• [WRITTEN PROBLEM]
Please render every row below as a two-column CSV with the headers entry and reply. Each row takes one line, with its text under entry and its answer under reply, each in a single quoted field with line breaks turned into spaces.

— BEGIN STORED RECORDS —

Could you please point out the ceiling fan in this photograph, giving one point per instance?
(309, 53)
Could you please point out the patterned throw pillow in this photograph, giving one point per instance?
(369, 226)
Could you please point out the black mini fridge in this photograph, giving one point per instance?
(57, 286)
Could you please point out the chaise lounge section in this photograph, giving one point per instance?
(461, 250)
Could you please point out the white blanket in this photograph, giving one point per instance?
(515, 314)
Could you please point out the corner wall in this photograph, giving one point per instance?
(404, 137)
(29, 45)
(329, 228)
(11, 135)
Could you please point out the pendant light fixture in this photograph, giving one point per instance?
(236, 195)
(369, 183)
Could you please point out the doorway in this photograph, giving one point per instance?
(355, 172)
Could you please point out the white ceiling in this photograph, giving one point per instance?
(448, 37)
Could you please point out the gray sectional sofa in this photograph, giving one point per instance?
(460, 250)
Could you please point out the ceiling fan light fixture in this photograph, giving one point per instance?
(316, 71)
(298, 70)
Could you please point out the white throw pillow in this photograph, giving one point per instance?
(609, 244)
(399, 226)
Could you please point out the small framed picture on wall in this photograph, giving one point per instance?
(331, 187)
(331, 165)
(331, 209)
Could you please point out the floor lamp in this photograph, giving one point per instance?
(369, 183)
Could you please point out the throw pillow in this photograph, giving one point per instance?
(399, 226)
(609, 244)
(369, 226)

— END STORED RECORDS —

• [FULL RESPONSE]
entry,reply
"Could you please point out the ceiling fan in this photograph, giving one point per instance?","(309, 53)"
"Could you please point out the patterned throw pillow in this photograph, giving one point per instance?","(369, 226)"
"Could you please point out the black mini fridge in this photograph, giving one point per instance?","(57, 286)"
"Could you please point out the chaise lounge section in this photograph, giving one point per instance?","(461, 250)"
"Could you please point out the white blanket in this photograph, giving one point per instance?","(515, 314)"
"Could you please point out the corner wall in this photograph, giving one point per instance?","(404, 137) (29, 45) (329, 228) (11, 135)"
"Could you please point out the pendant light fixture in this photograph, giving one point per instance?","(236, 195) (369, 183)"
"Could you please point out the doorway in this photograph, giving one point per instance?","(355, 172)"
"Could you please point out the white ceiling in this photograph, giving one point per instance?","(448, 37)"
"Could you please point out the gray sectional sofa in this photograph, giving one point per instance?","(460, 250)"
"Could you please point out the ceiling fan light fixture in this photograph, giving one point per instance?","(316, 71) (298, 70)"
"Could you please point out the white throw pillow in this photograph, giving one point per instance?","(609, 244) (399, 226)"
"Could you please point out the small framed picture on wall in this photograph, giving one point per instance?","(331, 187) (331, 165) (331, 209)"
"Could you please point out the floor lamp in this photograph, giving one point per instance?","(369, 183)"
"Could you please point out the throw pillow in this photograph, giving one point per instance?","(399, 226) (609, 244) (369, 226)"